[SET EXERCISE]: Write out all the entries word for word, but skip any images.
━━ DATA ENTRIES ━━
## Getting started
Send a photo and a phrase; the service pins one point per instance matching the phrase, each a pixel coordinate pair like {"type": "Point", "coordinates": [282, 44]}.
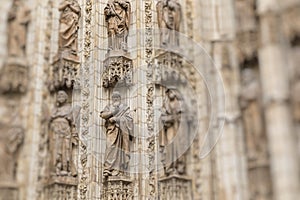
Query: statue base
{"type": "Point", "coordinates": [118, 70]}
{"type": "Point", "coordinates": [61, 187]}
{"type": "Point", "coordinates": [14, 76]}
{"type": "Point", "coordinates": [9, 191]}
{"type": "Point", "coordinates": [64, 72]}
{"type": "Point", "coordinates": [117, 187]}
{"type": "Point", "coordinates": [175, 187]}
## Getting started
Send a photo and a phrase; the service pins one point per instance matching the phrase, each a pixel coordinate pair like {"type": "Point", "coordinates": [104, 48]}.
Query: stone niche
{"type": "Point", "coordinates": [14, 78]}
{"type": "Point", "coordinates": [64, 73]}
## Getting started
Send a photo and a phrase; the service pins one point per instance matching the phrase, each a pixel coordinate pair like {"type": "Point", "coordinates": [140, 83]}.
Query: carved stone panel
{"type": "Point", "coordinates": [118, 70]}
{"type": "Point", "coordinates": [117, 16]}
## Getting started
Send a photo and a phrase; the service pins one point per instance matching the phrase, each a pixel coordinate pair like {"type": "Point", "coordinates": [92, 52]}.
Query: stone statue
{"type": "Point", "coordinates": [10, 143]}
{"type": "Point", "coordinates": [117, 17]}
{"type": "Point", "coordinates": [119, 131]}
{"type": "Point", "coordinates": [169, 19]}
{"type": "Point", "coordinates": [174, 132]}
{"type": "Point", "coordinates": [68, 28]}
{"type": "Point", "coordinates": [18, 19]}
{"type": "Point", "coordinates": [63, 136]}
{"type": "Point", "coordinates": [252, 116]}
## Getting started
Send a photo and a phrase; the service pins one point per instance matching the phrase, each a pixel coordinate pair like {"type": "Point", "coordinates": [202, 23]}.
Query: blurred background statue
━━━
[WRITTEN SOLUTION]:
## Getting started
Send a photo and a phrase; the service pins one point per instance matching the phrase, each a pixel coordinate pair like {"type": "Point", "coordinates": [282, 44]}.
Query: statue base
{"type": "Point", "coordinates": [118, 70]}
{"type": "Point", "coordinates": [61, 187]}
{"type": "Point", "coordinates": [14, 76]}
{"type": "Point", "coordinates": [9, 191]}
{"type": "Point", "coordinates": [64, 72]}
{"type": "Point", "coordinates": [117, 187]}
{"type": "Point", "coordinates": [175, 187]}
## Getting started
Send a photo and a phrase; the service pins one point per instance matching the phrase, each a pixel coordinate pair like {"type": "Point", "coordinates": [104, 48]}.
Query: stone niche
{"type": "Point", "coordinates": [14, 78]}
{"type": "Point", "coordinates": [64, 73]}
## Getting started
Send a photo and a phrase; the service pins one point per instance matching the phrase, each a pixel coordinate pair like {"type": "Point", "coordinates": [140, 83]}.
Query: carved stone panel
{"type": "Point", "coordinates": [118, 70]}
{"type": "Point", "coordinates": [117, 16]}
## Getting started
Send a photo and a phrase; the service pins one point per instance matching the phrase, each a pixel coordinate pair like {"type": "Point", "coordinates": [92, 52]}.
Query: stone statue
{"type": "Point", "coordinates": [10, 143]}
{"type": "Point", "coordinates": [117, 17]}
{"type": "Point", "coordinates": [119, 131]}
{"type": "Point", "coordinates": [169, 19]}
{"type": "Point", "coordinates": [174, 132]}
{"type": "Point", "coordinates": [68, 28]}
{"type": "Point", "coordinates": [18, 19]}
{"type": "Point", "coordinates": [63, 136]}
{"type": "Point", "coordinates": [252, 116]}
## Getting started
Send a photo and a phrase; the service pins one point per instance matching the phrase, each a pixel coordinate pair like {"type": "Point", "coordinates": [202, 23]}.
Query: blurred background statue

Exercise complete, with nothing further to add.